» DIRECTIONS: Rewrite the records below with every "At your earliest convenience" changed to "When you have a moment", and keep everything else the same.

» RECORDS SHOWN:
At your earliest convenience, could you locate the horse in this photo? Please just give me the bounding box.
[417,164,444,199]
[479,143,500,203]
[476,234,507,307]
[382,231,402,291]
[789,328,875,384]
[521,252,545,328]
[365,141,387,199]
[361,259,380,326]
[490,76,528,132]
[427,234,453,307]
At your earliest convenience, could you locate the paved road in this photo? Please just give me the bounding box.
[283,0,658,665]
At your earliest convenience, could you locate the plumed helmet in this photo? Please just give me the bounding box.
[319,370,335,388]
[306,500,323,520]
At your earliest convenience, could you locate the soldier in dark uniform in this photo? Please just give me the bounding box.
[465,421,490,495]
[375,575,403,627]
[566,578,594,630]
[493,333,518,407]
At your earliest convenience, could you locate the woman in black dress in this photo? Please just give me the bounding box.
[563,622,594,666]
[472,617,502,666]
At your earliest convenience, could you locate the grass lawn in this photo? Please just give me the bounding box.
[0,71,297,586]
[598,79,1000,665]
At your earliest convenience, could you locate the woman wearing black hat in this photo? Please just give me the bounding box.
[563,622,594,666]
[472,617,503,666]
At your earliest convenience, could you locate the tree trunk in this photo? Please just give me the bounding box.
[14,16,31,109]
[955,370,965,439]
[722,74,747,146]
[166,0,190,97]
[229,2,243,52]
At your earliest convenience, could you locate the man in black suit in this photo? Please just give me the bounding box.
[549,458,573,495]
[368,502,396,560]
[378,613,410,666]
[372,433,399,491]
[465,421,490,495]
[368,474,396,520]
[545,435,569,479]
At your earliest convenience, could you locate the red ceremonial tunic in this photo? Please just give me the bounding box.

» THE RESULT:
When you have a moment, could you locate the horse in this photo? Please just give me the bounding box.
[417,164,444,199]
[479,143,500,203]
[476,234,507,307]
[382,231,402,291]
[789,328,875,384]
[521,252,545,328]
[365,141,387,199]
[361,259,380,326]
[490,76,528,132]
[427,234,453,307]
When you have a moment, could you locate the paved road in this photo? Please just give me the bounding box.
[283,0,658,665]
When you have a moment, could you locate the plumed helmet in this photo? Please just give me the bounding box.
[319,370,335,388]
[306,500,323,520]
When you have a moment, could you locate the soldier in dark uniform in this photo? Please just give me the bounding box.
[465,421,490,495]
[375,575,403,627]
[566,578,594,630]
[493,333,518,407]
When you have a moment, could you locate the woman in black dress in this photo? Please just give me the bounding box.
[563,622,594,666]
[472,617,502,666]
When you have a moment, could you locate the grass lawn in this photo? Please just give me the bounding box.
[0,71,297,586]
[598,79,1000,665]
When you have a moment, could you locate the woman wearing black hat in this photo? Please just give me the bounding box.
[563,622,594,666]
[472,617,503,666]
When you have a moment, could you locate the tree trunk in this photo? Please just give me the bounding box.
[14,16,31,109]
[955,370,965,439]
[722,74,747,146]
[166,0,190,97]
[229,2,243,52]
When you have a moment, could you locate the man in black suit in this photo? Please just give me the bounding box.
[549,458,573,495]
[368,502,396,560]
[378,613,410,666]
[372,433,399,491]
[465,421,490,495]
[368,474,396,520]
[545,435,569,479]
When you have a moment, could you locate the red ceremonial tunic in this photo? Please just give me the bounding box.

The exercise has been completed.